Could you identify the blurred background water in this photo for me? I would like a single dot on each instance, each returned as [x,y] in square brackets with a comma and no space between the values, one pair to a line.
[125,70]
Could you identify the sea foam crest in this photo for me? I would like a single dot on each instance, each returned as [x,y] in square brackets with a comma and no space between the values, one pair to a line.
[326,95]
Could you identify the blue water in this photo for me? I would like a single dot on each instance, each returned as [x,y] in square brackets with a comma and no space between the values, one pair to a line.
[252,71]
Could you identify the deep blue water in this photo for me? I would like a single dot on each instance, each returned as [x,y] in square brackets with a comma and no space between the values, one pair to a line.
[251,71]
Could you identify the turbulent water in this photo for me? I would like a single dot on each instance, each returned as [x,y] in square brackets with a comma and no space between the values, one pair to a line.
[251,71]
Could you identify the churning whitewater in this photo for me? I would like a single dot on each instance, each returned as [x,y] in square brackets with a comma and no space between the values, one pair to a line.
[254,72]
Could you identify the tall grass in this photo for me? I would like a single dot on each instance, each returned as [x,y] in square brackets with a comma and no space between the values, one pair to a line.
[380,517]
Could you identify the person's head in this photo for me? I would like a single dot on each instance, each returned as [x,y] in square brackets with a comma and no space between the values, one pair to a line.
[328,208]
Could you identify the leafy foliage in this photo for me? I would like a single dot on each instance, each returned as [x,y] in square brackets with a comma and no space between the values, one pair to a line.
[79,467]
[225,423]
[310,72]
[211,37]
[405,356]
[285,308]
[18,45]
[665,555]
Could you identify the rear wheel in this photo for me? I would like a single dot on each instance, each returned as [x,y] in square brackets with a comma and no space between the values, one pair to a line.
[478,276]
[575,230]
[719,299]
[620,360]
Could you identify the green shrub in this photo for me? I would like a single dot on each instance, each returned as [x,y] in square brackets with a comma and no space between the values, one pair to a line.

■ WHAT THIS TASK INVOLVES ■
Write out once more the lines above beginning at the line with "Could you identify the person's"; continue through the final line and stop there.

■ THE ANSWER ■
Could you identify the person's head in this photo for me? I would like a single dot on each instance, each returned as [x,y] in square brackets with a comma and no space between the values, one pair to a line.
[328,208]
Could you identify the leafy foliage in this photo for me? I would like a single dot on each instance, each returned as [x,y] in square brackets with a comma and no space between the values, one pair to a line.
[79,467]
[225,423]
[310,72]
[211,37]
[405,356]
[285,308]
[18,45]
[665,555]
Could you identify the rear wheel in this photo for me? I would like a single dot on each instance, each returned as [x,y] in square brackets with a comma and no space between the values, one pair to a line.
[478,276]
[575,230]
[719,299]
[620,360]
Could you identify the green shrub in this photo for me? I would like a single dot on each instance, each returned as [x,y] in square brackets with a comma and no space between the values, one pair to a line.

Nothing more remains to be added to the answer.